#### Challenge
Answer these questions using the forum thread on CPU design below, answering each on its own line:
(a) Which register normally cannot be the destination link register of a branch-and-link instruction?
(b) Within how many instructions of the predicate must its destination label come?
(c) About how many clocks should the code that uses a predicate take to execute?

#### Passage to read
<<<<

Thu Apr 03, 2025 2:31 pm WWW

Joined: Wed Jan 09, 2013 6:54 pm
Posts: 1821
Ah, I see. I wonder how a fibonacci backoff might perform, perhaps with a small random perturbation if that's appropriate.


Thu Apr 03, 2025 2:59 pm

Joined: Sat Feb 02, 2013 9:40 am
Posts: 2307
Location: Canada
Quote:
I wonder how a fibonacci backoff might perform
Fibonacci might be a good one to try. I was looking for something really simple that does not use a lot of hardware. I should look at network controllers again. Could also do quadratic backoff.

Changes / Additions
Added a feature to branch-and-link instructions. Normally the destination link register cannot be br7 as that is a read-only reference to the program counter to generate program counter relative addresses. So, storing a return address there is illegal and would generate an illegal instruction trap. However, this has changed to generate a call to an interrupt subroutine instead. So, it is now possible to easily run hardware interrupt routines from software.
This arose from the need to invoke the timer ISR to perform context switching in some cases from OS calls. For instance sleep() now causes a context switch. Also called from StartTask() and ExitTask() when I get around to finishing those routine.

_________________
Robert Finch http://www.finitron.ca


Fri Apr 04, 2025 3:19 am WWW

Joined: Sat Feb 02, 2013 9:40 am
Posts: 2307
Location: Canada
Added code in the assembler to merge common constants together, using the same constant bucket. This reduces code size. It happens surprisingly often.

Changes
Changed the PRED instruction to reusing conditional branch instructions. Since it is illegal for a conditional branch to store a return address in the PC register, that opcode is repurposed to represent a predicate “branch”. The instruction has the same format as the branch instruction, except that it operates under the opposite condition. The predicate instruction accepts a destination label like a branch, but the destination label represents where the predication stops. If the predicate is false, the CPU will skip over instructions until it hits the destination label. Otherwise, the instructions will be executed. The destination label for a predicate must come after the predicate and be within 13 instructions. The branch displacement field turns into an instruction mask field for a predicate. The reason a mask is used instead of a displacement: a displacement would require an address comparator for every instruction following the predicate in the re-order buffer. A mask is a lot less expensive. It just loads into a shift register and shifts out as instructions are encountered.
Code:
BEQ mylabel   # branches to my label if condition is true
PEQ mylabel    # executes instructions if the condition is true

The following code shows the use of a predicate, note that there are no branches in the code. Compare results are combined using CR operate instructions to generate a predicate. One might think it may be slow without branches bypassing some of the code, however the code should only take about 3 clocks to execute. If there were a branch miss it would take about 10 to 13 clocks for each miss. The code with branches could end up taking considerably longer to execute.

>>>>

#### Data lines
<<<<

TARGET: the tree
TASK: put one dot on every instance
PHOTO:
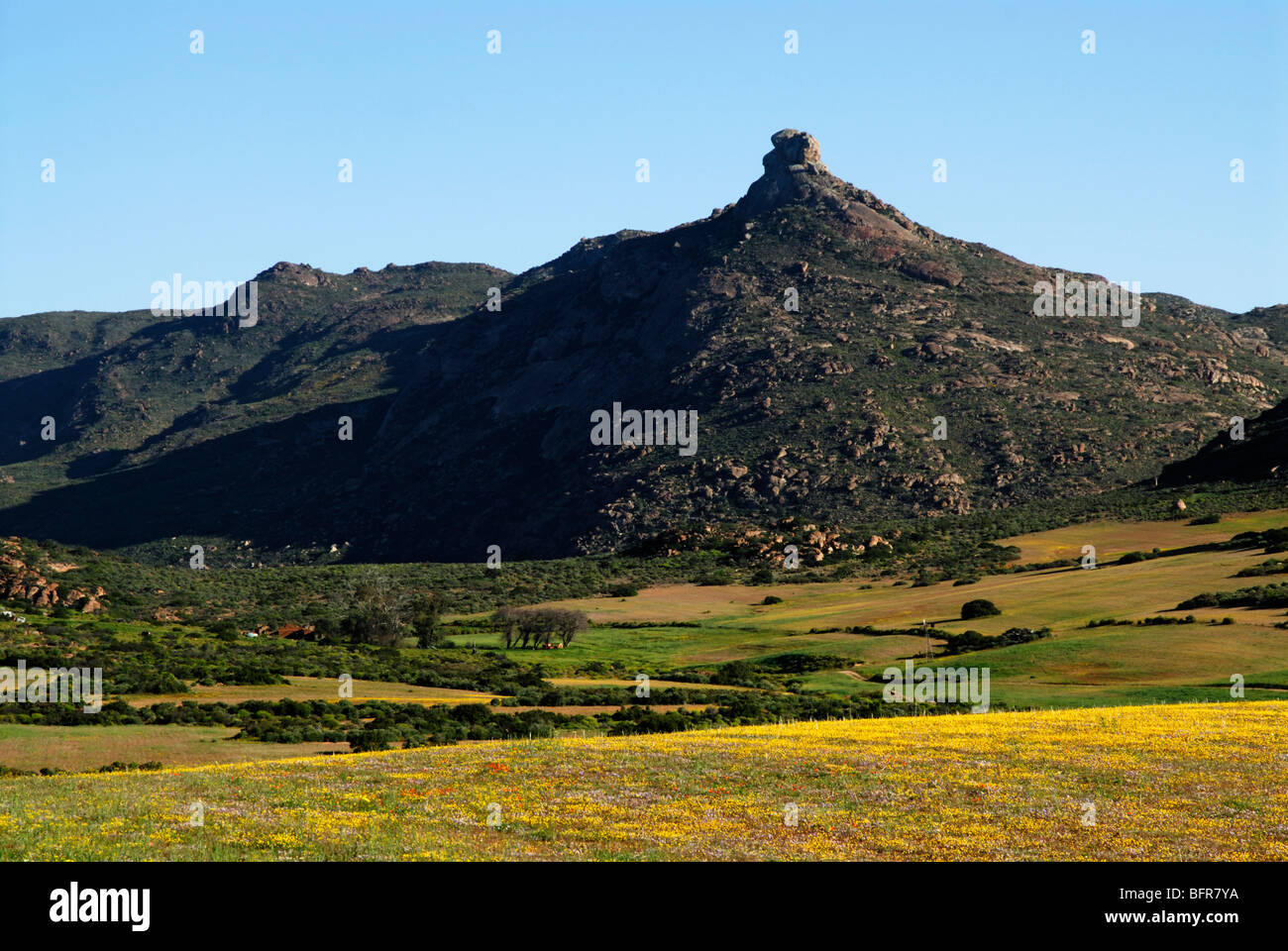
(425, 611)
(376, 609)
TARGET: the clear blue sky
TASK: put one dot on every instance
(220, 163)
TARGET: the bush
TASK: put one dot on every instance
(980, 607)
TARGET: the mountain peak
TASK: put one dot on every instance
(794, 174)
(791, 149)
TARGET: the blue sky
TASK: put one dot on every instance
(220, 163)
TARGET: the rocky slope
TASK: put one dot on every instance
(822, 338)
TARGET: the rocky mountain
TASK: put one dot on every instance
(844, 364)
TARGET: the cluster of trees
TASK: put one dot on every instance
(537, 626)
(382, 612)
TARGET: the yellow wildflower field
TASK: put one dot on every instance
(1198, 781)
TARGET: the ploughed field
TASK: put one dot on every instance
(1202, 781)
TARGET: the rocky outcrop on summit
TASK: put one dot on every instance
(795, 174)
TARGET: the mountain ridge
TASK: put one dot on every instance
(472, 424)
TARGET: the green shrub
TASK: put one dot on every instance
(980, 607)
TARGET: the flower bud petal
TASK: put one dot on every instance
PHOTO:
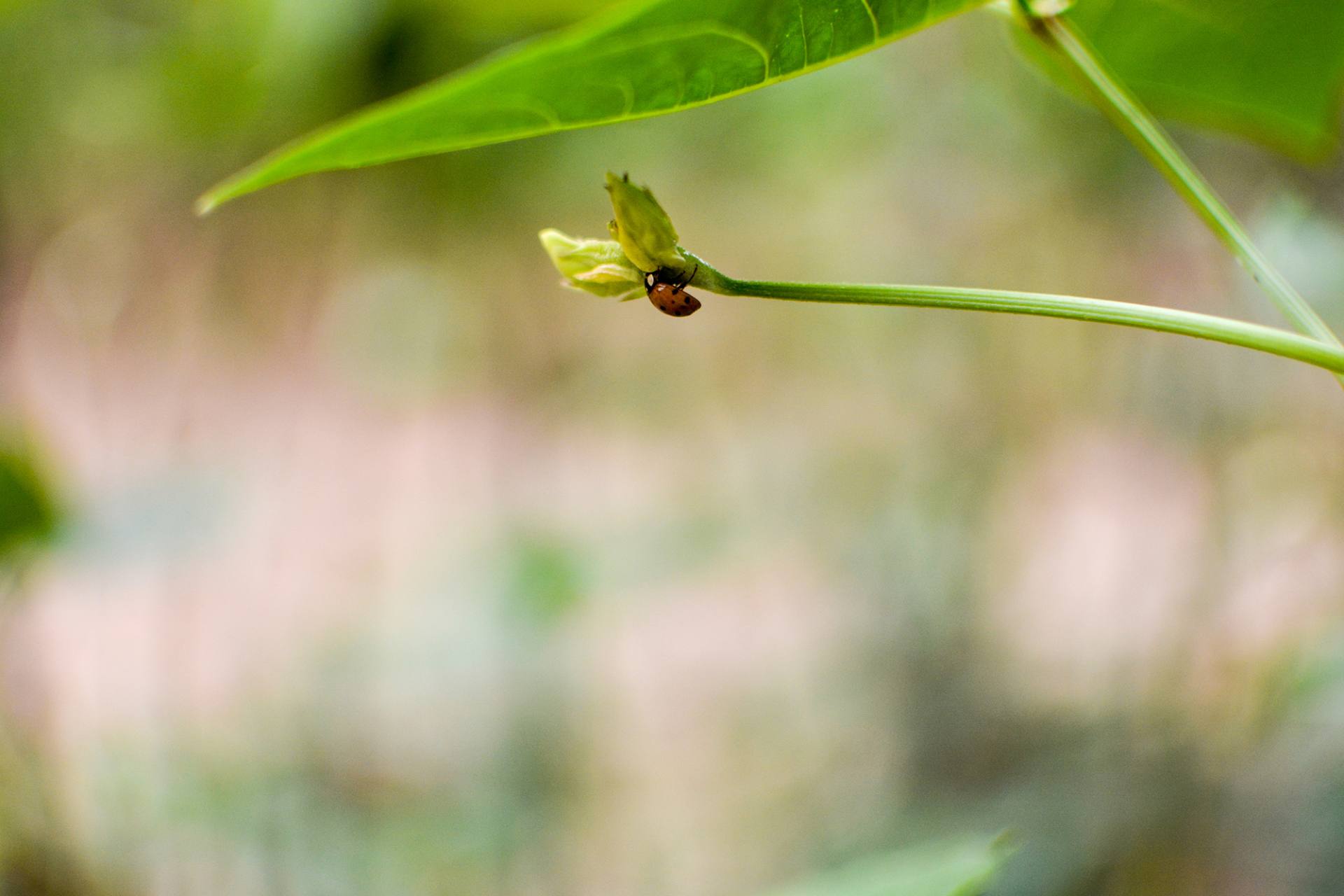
(643, 229)
(596, 266)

>>>>

#### Answer
(a) br7
(b) 13
(c) About 3